* start Task input *

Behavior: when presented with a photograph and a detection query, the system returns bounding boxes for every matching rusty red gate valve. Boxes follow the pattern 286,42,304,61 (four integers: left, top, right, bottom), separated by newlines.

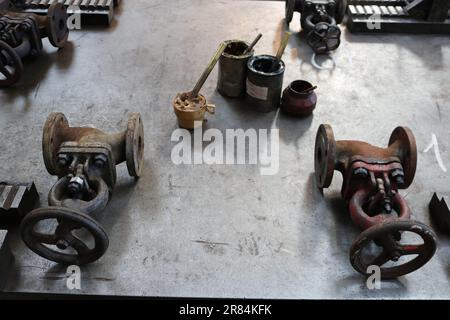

314,124,437,279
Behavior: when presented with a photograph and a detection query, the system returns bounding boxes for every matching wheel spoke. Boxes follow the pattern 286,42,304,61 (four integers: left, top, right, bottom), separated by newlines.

369,250,390,267
0,66,11,78
399,244,425,256
33,231,58,245
65,234,90,255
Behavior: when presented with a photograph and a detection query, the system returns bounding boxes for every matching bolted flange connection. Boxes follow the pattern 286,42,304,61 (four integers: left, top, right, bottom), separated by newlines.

315,124,437,279
21,113,144,265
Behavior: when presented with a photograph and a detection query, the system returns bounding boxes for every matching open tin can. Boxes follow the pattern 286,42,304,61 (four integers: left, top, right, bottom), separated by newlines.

246,55,285,112
217,40,254,98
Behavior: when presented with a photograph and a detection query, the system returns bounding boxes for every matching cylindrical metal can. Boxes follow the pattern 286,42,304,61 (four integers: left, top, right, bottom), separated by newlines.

246,55,285,112
217,40,254,98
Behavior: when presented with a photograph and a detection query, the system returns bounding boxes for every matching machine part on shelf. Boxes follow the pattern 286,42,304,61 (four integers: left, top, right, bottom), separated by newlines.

217,40,254,98
0,3,69,87
21,113,144,265
314,124,437,279
0,182,39,226
173,92,216,130
0,230,14,292
173,42,227,129
285,0,347,54
12,0,120,26
428,193,450,234
281,80,317,117
347,0,450,34
246,55,285,112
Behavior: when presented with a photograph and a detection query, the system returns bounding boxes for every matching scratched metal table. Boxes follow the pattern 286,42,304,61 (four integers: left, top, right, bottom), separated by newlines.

0,0,450,299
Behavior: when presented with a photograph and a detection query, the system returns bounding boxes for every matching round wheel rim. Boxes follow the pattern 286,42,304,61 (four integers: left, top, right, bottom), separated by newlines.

350,220,437,279
20,207,109,265
0,41,23,87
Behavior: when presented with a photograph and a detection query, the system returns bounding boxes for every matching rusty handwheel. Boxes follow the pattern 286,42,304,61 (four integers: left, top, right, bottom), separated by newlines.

126,113,144,178
0,40,23,88
307,21,341,54
46,3,69,48
350,220,437,279
389,127,417,188
42,112,69,175
20,207,109,265
314,124,336,188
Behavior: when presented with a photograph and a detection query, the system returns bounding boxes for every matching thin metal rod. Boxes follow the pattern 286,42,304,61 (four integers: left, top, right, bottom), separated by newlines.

190,42,227,99
243,33,262,54
277,31,291,60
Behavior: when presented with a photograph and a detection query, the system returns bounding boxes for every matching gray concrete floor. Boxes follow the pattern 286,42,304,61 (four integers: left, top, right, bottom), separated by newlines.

0,0,450,299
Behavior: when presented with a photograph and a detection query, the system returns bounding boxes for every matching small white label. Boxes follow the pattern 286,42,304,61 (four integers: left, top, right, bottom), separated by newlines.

247,79,269,101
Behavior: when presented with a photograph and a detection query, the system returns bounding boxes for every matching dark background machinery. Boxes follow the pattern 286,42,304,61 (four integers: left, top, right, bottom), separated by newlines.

285,0,347,54
0,2,69,88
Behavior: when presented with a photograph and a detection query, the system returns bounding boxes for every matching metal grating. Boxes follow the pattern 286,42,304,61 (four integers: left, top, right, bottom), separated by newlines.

11,0,120,26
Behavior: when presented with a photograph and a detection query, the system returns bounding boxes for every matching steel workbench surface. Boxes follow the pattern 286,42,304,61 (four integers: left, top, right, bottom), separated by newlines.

0,0,450,299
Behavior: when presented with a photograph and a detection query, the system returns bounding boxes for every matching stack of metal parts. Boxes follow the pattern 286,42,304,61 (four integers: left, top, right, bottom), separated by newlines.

11,0,120,26
347,0,450,34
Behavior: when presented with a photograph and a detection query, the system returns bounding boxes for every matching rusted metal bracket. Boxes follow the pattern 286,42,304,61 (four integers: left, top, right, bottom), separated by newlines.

0,182,39,226
0,3,69,88
0,230,14,292
315,124,437,279
285,0,347,54
429,193,450,234
21,113,144,265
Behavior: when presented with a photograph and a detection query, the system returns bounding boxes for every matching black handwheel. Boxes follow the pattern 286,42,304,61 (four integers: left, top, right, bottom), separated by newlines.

334,0,347,24
314,124,336,188
0,40,23,88
350,220,437,279
307,22,341,54
46,3,69,48
284,0,295,25
20,207,109,265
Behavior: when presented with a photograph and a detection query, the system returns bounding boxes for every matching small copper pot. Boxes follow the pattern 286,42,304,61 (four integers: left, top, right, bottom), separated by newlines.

281,80,317,117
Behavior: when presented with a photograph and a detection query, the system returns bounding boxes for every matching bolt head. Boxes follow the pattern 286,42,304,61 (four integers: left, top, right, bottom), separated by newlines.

56,239,69,250
58,154,72,167
94,154,108,168
353,168,369,179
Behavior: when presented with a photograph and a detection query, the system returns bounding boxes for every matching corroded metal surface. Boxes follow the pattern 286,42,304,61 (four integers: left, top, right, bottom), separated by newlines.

315,124,437,279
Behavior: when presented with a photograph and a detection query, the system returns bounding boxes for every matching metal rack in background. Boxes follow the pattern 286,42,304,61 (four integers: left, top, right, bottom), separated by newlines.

347,0,450,34
11,0,121,26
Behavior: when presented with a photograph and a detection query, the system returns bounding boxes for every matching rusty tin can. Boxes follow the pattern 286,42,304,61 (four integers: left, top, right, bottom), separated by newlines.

217,40,254,98
281,80,317,117
246,55,285,112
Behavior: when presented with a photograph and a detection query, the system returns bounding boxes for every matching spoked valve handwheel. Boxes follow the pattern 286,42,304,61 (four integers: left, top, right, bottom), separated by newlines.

21,207,109,265
307,22,341,54
350,220,437,279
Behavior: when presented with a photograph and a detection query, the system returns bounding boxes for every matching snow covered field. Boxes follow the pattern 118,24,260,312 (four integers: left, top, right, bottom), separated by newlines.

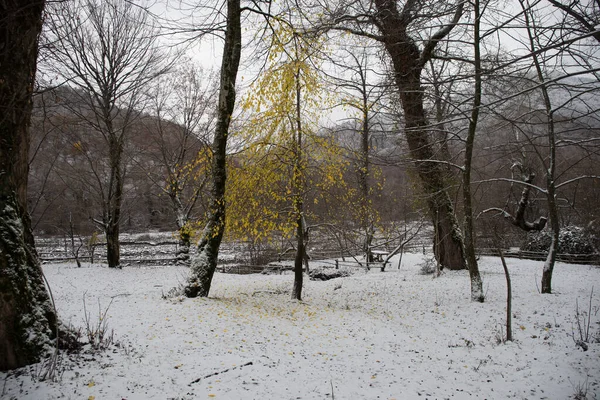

0,254,600,400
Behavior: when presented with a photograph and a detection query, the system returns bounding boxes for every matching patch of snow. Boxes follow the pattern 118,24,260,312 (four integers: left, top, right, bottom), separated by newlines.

0,254,600,400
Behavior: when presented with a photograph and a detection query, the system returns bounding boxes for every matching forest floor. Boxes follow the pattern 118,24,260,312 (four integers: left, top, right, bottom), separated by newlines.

0,254,600,400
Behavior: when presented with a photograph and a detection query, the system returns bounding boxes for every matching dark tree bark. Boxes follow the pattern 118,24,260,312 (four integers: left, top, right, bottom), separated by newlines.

0,0,58,370
462,0,484,303
292,64,308,301
184,0,242,297
375,0,466,270
47,0,170,268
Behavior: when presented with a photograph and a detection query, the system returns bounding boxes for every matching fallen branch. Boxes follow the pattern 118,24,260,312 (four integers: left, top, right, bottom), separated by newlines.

188,361,252,386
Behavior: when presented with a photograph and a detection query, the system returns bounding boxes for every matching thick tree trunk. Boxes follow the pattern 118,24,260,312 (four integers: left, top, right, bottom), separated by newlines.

184,0,242,297
0,1,58,370
292,212,306,301
542,183,560,294
463,0,484,303
375,0,466,270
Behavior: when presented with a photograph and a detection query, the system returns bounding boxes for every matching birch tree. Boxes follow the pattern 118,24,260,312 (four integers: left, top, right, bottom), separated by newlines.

* end Task input *

— Task to complete —
Identify each line in the data above that contains the string "parts", and copy every such line in full. Treat uppercase and lowercase letters as different.

— Expected output —
Behavior: when presented with a photograph and a detection query, the system returns bounding boxes for every matching stack of metal parts. Boxes follow the pattern 286,42,304,61 (four integers: left, top, right, bottom), separated by newlines.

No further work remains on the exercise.